▶ _REQUIREMENT_
Continue the passage below on covalent organic frameworks, picking up right after its final sentence.
***** TEXT
A three-dimensional polycyclic aromatic hydrocarbon based covalent organic framework doped with iodine for electrical conduction

Ruofan Li Guolong Xing Hui Li Shen Li Long Chen

Citation:  Ruofan Li, Guolong Xing, Hui Li, Shen Li, Long Chen. A three-dimensional polycyclic aromatic hydrocarbon based covalent organic framework doped with iodine for electrical conduction[J]. Chinese Chemical Letters, 2023, 34(4): 107454. doi: 10.1016/j.cclet.2022.04.052 shu

A three-dimensional polycyclic aromatic hydrocarbon based covalent organic framework doped with iodine for electrical conduction

English

  • Covalent organic frameworks (COFs) are an emerging class of crystalline porous organic materials with extended structures entirely composed of organic linkers and connected by specific linkages [1]. With the advent of first 2D boronate ester COFs in 2005 [2], large amounts of COFs bearing different linkages, geometries and dimensionalities have been developed by different synthetic strategies following the principles of reticular chemistry [3-7]. Thanks to the fascinating structural tuneability, low density and exceptional high surface area, COFs have demonstrated great application potentials in many promising fields, such as gas adsorption and separation [8, 9], sensing [10, 11] and catalysis [12, 13]. However, the intrinsic conductivity of most reported COFs is still low, which greatly hinders their application in optoelectronics.
**********
***** EXTRACTED ENTRIES
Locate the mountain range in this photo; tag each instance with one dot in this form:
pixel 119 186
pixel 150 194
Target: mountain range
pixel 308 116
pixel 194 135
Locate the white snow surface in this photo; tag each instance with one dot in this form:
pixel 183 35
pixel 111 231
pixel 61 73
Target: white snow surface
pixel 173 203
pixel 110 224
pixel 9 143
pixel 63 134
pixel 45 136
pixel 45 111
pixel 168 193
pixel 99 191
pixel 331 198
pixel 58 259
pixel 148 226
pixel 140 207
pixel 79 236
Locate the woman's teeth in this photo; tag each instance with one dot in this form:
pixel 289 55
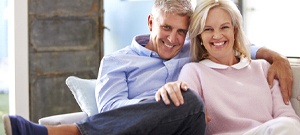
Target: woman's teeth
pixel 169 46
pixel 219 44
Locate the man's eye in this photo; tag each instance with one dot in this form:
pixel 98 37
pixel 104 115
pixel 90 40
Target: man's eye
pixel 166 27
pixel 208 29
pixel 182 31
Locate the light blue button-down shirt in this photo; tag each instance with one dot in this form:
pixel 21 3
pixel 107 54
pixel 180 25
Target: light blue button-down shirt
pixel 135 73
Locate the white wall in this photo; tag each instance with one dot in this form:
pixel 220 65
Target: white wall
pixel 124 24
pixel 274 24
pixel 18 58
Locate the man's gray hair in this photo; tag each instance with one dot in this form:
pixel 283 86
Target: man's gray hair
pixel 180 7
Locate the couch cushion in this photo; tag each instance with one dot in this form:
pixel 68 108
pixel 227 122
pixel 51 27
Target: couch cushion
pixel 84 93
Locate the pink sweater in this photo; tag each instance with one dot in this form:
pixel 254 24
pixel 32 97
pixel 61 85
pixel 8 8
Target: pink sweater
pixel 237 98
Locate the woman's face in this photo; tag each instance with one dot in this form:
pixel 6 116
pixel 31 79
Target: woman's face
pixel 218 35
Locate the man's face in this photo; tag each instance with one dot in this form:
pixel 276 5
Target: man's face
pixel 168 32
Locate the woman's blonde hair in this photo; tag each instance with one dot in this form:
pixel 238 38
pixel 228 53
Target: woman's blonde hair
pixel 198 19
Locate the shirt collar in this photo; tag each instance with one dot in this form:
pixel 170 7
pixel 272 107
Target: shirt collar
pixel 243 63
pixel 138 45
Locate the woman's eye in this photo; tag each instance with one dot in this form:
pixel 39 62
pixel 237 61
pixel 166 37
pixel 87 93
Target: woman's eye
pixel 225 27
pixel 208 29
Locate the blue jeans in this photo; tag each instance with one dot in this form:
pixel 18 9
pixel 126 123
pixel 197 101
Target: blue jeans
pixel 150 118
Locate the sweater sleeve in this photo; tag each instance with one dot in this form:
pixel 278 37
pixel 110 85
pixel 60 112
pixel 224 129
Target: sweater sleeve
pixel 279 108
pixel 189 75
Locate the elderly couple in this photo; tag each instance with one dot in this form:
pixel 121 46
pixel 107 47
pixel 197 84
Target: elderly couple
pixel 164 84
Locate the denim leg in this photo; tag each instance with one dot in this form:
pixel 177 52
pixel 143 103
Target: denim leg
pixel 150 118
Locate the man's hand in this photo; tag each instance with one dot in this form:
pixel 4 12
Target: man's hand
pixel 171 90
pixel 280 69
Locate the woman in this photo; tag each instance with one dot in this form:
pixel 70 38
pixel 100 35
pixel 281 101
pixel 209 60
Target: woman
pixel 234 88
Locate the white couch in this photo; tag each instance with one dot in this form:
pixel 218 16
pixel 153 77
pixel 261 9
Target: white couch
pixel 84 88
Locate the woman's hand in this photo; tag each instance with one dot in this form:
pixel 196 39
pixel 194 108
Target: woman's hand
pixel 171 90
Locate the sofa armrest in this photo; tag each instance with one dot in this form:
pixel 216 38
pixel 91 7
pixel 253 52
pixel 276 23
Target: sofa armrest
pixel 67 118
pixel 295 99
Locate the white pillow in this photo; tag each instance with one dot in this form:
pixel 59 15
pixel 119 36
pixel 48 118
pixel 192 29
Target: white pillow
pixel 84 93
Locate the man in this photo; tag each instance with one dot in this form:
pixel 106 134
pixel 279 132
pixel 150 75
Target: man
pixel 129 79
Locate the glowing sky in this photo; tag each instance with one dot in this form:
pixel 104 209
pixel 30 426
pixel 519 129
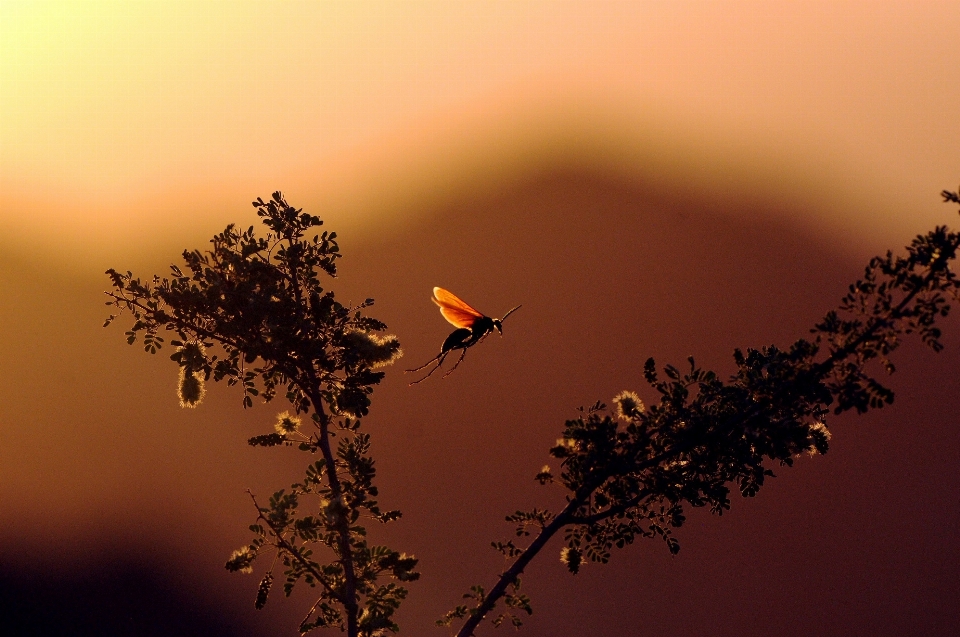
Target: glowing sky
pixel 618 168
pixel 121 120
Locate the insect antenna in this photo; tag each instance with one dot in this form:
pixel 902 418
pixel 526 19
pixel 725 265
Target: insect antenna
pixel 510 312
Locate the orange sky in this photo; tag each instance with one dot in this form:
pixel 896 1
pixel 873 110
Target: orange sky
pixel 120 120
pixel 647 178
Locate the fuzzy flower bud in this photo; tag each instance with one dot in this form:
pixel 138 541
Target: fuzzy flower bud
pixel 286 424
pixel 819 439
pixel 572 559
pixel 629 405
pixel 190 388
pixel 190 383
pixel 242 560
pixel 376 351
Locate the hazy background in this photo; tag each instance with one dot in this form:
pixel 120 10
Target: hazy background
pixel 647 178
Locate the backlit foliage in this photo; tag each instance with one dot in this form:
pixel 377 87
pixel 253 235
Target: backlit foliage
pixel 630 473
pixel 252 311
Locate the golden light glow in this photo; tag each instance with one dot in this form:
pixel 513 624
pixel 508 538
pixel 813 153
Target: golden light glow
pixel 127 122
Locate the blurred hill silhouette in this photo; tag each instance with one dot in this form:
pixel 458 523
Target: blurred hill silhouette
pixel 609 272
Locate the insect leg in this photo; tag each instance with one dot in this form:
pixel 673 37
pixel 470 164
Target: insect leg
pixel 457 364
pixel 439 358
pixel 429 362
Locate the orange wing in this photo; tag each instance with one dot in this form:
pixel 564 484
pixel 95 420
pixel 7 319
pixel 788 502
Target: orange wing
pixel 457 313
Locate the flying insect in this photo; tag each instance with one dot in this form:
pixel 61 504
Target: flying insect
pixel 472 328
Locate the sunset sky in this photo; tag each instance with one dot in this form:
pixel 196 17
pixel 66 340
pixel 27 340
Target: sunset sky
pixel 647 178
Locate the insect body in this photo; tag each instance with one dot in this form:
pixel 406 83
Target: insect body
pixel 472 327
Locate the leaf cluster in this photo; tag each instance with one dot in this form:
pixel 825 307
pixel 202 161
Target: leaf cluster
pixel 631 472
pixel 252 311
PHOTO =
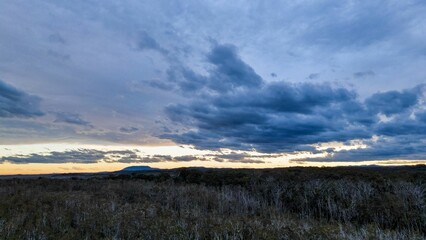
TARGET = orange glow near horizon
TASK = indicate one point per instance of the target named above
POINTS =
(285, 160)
**********
▶ _WRITTEN ANSWER_
    Chemical doping is an effective manner to enhance the electrical conductivity by forming charge transfer complexes [14]. Notably, iodine is a suitable dopant for chemical doping to improve the electrical conductivity of COF powder or thin film [15-20]. Very recently, our group synthesized two non-planar 2D COFs with a rhombus and a kagome lattice by using two different non-planar polycyclic aromatic hydrocarbons (PAHs), in which the electrical conductivity of c-HBC-COF can be significantly enhanced at least five orders of magnitude after doping with iodine [21].

    Pentacene and its derivatives, as one of the state-of-the-art organic semiconductors, have been widely investigated in organic field effect transistors due to their high carrier mobility, high on/off ratio and low threshold voltage [22, 23]. Iodine is also used as an effective electron acceptor to dope pentacene to increase the electrical conductivity [24-26]. Masaru et al. first demonstrated the iodine doping of pentacene thin film, and the value of electrical conductivity of doped film reached as high as 110 S/cm which was 11 orders of magnitude larger than that of as-deposited film [24].

    Herein, a new 3D imine COF (DDHP-COF) was synthesized by Schiff base condensation via a solvothermal method using pentacene derivatives with formyl (DHP-CHO) and amino (DHP-NH2) functional groups as the building blocks. The obtained DDHP-COF shows high crystallinity, large surface area and excellent thermal stability. The electrical conductivity of DDHP-COF was significantly enhanced after doping with iodine due to the formation of charge transfer complex, which provides a useful insight in the preparation of imine COFs with high electrical conductivity.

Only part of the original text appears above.